_Set exercise_
Copy out the data below line for line, word for word, leaving out the pictures.

_Excerpted data_
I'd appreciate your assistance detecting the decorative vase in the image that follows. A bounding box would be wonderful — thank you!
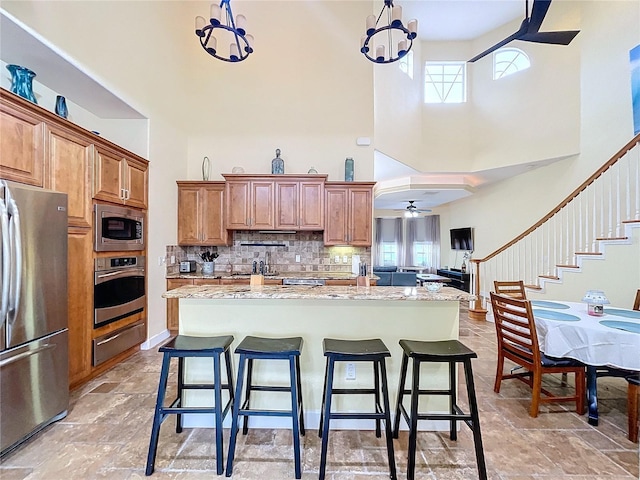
[56,95,69,118]
[202,157,211,182]
[344,157,353,182]
[202,262,216,275]
[271,148,284,175]
[7,64,38,103]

_The answer_
I'd appreciate your assistance detecting the decorative vase in the image that follows. A bounding box would be wonderful — thank you!
[56,95,69,118]
[202,157,211,182]
[344,157,353,182]
[202,262,216,275]
[271,148,284,175]
[7,64,38,103]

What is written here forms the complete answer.